• Goal of the exercise:
The listing below should be reproduced exactly, with the pictures omitted.

BEGIN

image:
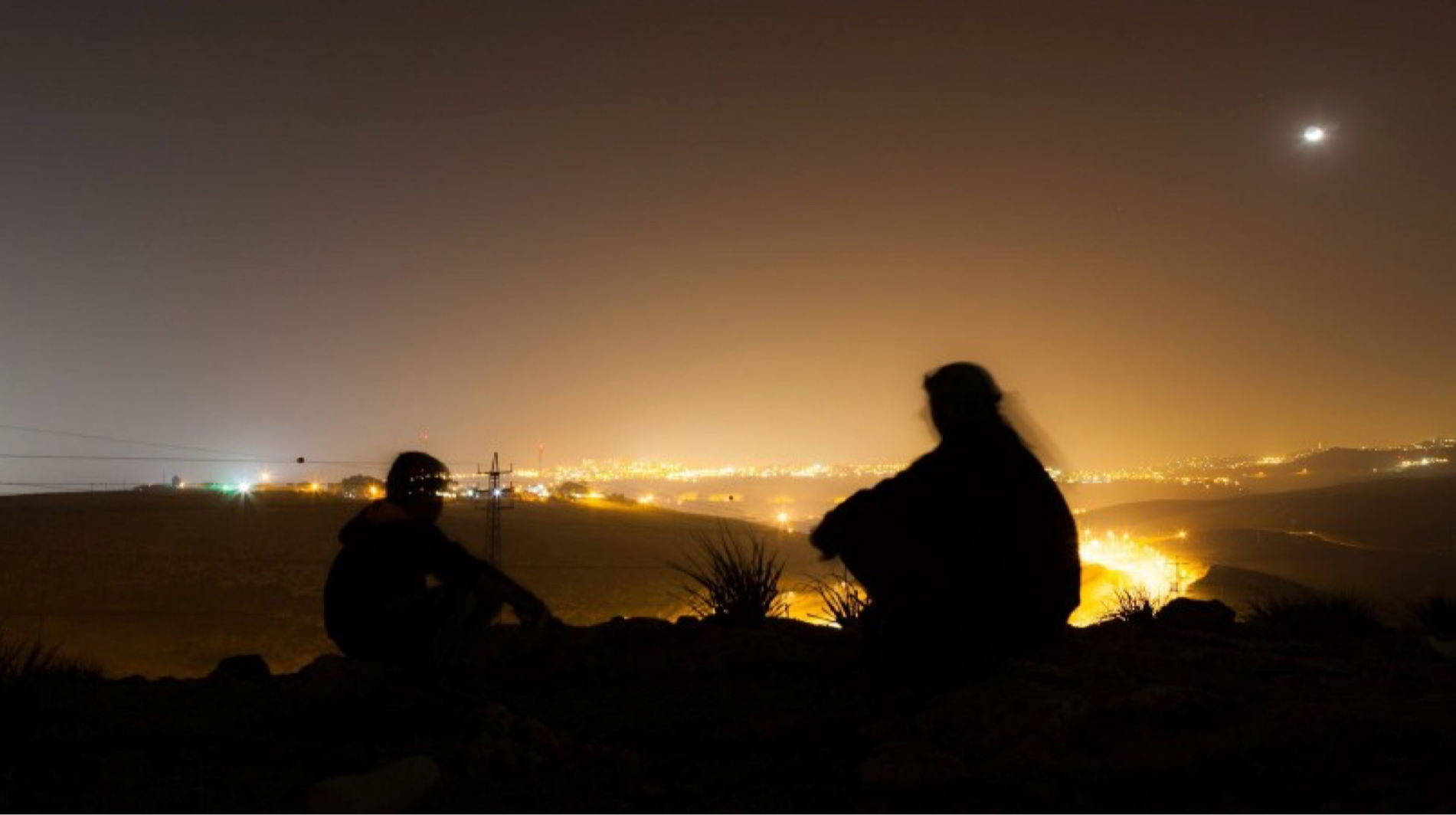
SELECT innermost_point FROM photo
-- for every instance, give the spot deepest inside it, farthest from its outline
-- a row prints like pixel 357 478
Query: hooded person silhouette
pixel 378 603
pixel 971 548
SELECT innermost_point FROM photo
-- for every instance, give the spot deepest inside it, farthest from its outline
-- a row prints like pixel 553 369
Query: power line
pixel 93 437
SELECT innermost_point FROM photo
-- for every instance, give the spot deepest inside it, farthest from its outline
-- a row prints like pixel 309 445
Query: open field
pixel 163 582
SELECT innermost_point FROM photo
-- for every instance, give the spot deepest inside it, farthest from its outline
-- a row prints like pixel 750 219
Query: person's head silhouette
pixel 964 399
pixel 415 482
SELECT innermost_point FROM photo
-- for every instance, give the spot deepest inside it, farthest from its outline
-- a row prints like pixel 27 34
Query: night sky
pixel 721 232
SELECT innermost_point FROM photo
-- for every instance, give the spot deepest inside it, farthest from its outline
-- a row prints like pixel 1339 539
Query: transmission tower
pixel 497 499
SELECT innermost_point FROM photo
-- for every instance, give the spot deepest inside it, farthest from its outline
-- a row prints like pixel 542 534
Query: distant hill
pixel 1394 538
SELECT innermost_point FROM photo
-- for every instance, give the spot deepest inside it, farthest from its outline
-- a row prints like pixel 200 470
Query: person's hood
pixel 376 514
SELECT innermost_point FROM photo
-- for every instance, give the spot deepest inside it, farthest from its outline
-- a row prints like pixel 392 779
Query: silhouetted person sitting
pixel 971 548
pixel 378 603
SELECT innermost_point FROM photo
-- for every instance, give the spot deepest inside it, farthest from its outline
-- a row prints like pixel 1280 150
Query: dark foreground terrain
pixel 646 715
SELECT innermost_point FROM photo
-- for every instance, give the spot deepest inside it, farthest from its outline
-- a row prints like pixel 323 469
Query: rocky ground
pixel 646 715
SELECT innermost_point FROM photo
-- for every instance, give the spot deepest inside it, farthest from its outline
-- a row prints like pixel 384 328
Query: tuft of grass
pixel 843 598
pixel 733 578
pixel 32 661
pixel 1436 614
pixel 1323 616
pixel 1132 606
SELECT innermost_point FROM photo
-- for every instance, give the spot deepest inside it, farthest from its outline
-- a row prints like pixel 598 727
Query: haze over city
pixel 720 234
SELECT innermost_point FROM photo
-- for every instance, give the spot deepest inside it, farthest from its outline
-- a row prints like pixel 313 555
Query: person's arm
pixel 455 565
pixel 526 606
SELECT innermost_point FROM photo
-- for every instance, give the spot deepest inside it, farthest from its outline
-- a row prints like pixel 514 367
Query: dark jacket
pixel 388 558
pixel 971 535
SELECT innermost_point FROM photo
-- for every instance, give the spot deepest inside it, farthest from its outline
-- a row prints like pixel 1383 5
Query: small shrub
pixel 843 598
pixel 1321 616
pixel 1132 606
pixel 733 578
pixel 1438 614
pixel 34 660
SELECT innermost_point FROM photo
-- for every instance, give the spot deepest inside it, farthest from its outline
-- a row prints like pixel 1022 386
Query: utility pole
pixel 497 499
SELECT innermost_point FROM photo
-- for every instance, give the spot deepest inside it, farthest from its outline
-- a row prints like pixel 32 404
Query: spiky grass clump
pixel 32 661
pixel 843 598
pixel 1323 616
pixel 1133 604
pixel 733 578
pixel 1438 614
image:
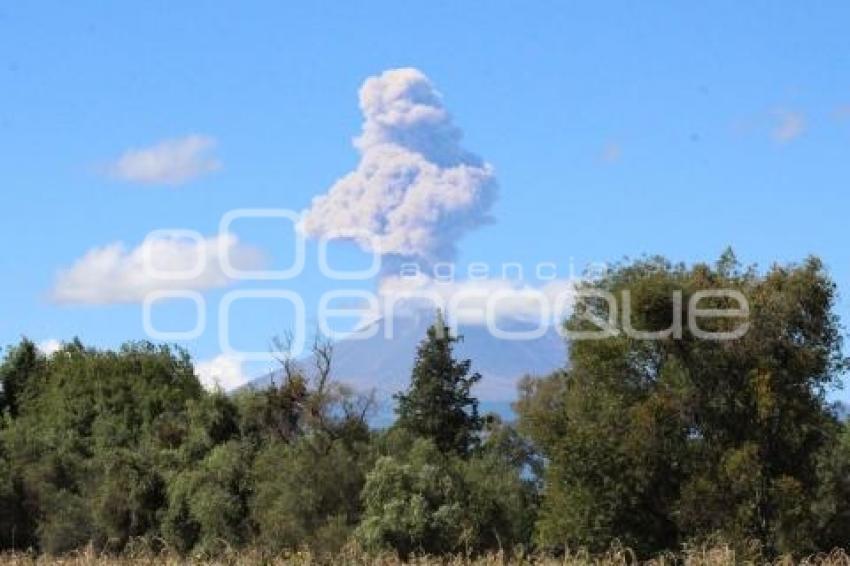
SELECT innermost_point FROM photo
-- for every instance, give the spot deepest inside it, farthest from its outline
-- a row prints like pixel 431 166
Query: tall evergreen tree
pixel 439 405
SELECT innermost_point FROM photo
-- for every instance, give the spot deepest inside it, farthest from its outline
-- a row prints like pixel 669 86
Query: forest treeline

END

• Your response:
image:
SELECT innermost_point FROM photo
-- for every instance, give the spot deepest inside it, farthest from its outline
-- a row prints like pixel 357 478
Query: hooded person silhouette
pixel 378 603
pixel 971 548
SELECT innermost_point FROM photo
-- for every instance, give the spot deepest inside it, farthest from its outline
-- a row prints like pixel 553 369
Query: power line
pixel 93 437
SELECT innermost_point FROM photo
-- for every instance, give the spot deepest inside it, farthest from its outline
-- a row prints like pixel 309 445
Query: open field
pixel 163 582
SELECT innermost_point FROM photo
-- for every instance, give the spot deepest inside it, farthest from its outline
-- a row prints like pixel 750 219
Query: person's head silhouette
pixel 964 399
pixel 415 482
SELECT innermost_point FROM photo
-- for every instance, give the spot deepest inside it, farthest from its outline
-- a row prints like pixel 27 34
Query: night sky
pixel 721 232
SELECT innermost_point FROM photo
-- for every instance, give the spot deepest inside it, farthest from its outline
-- a row prints like pixel 1339 539
Query: transmission tower
pixel 497 499
SELECT innermost_point FROM photo
-- for every instance, give the spot deepest inside it, farthest from its outline
-- a row prints like pixel 542 534
Query: distant hill
pixel 1394 538
SELECT innermost_point FROM photo
-- for every instance, give the spot deepest inside it, farthest from its outline
-- a row prints like pixel 200 470
Query: person's hood
pixel 376 514
SELECT innermost_point FROM photo
-- for every instance, give the spot deepest inside it, farthest from its outline
-- a row prints like pixel 392 779
Query: silhouetted person sitting
pixel 971 548
pixel 378 603
SELECT innermost_point FROM photo
-- for every instance, give the spot deepest inside it, farthest from its outline
-- a row prints like pixel 1280 150
Query: dark foreground terrain
pixel 646 715
SELECT innermost_point FROM photo
-- for every instance, give the spot deepest inside it, farthest from its outline
-- a row prints like pixel 323 469
Query: rocky ground
pixel 646 715
SELECT innermost_point FROM photo
-- for every instance, give the spot deepest inside it, farthest from its outline
-- a row prints like pixel 384 328
Query: tuft of grass
pixel 843 598
pixel 733 578
pixel 32 661
pixel 1436 614
pixel 1323 616
pixel 1132 606
SELECT innermost_point FROM photo
-- for every instance, give the spot deepest inside it, farthest from its outline
-- a row prints like pixel 598 727
Query: haze over city
pixel 720 234
SELECT innermost_point FROM photo
-- for every instance, give the spot deepest inside it, farthest from its outline
-- a row prints like pixel 313 555
Query: person's arm
pixel 455 565
pixel 526 606
SELECT innermost_point FROM photo
-- for every instance, give the spot deepest inside it, farthest from its outline
-- a row prints like pixel 514 367
Query: dark jacket
pixel 388 558
pixel 971 535
SELECT innermost_point FROM photo
-- for every instance, give the spot deepest inside it, farthest from its outline
-- a row prints like pixel 1383 5
Query: small shrub
pixel 843 598
pixel 1321 616
pixel 1132 606
pixel 733 578
pixel 1438 614
pixel 34 660
SELECT innermost_point FROM photo
-- for every instance, give the spot deepest inside it, farthest from its outline
-- a row prints like pixel 1022 386
Query: utility pole
pixel 497 499
SELECT innermost_point FROM photo
-- for every instance, give the spot deepest inside it, farthest from its outline
-- a row prints like pixel 32 404
Query: spiky grass clump
pixel 32 661
pixel 843 598
pixel 1323 616
pixel 1133 604
pixel 733 578
pixel 1438 614
image:
SELECT innermost_point FROM photo
-- for every instance, give the spot deepest inside it, farthest from its outline
-- a row prints like pixel 431 166
Query: tall evergreen tree
pixel 439 405
SELECT innermost_point FROM photo
-- for every instance, give the spot deepest inside it, farthest from its outline
-- a row prints like pixel 669 86
Query: forest treeline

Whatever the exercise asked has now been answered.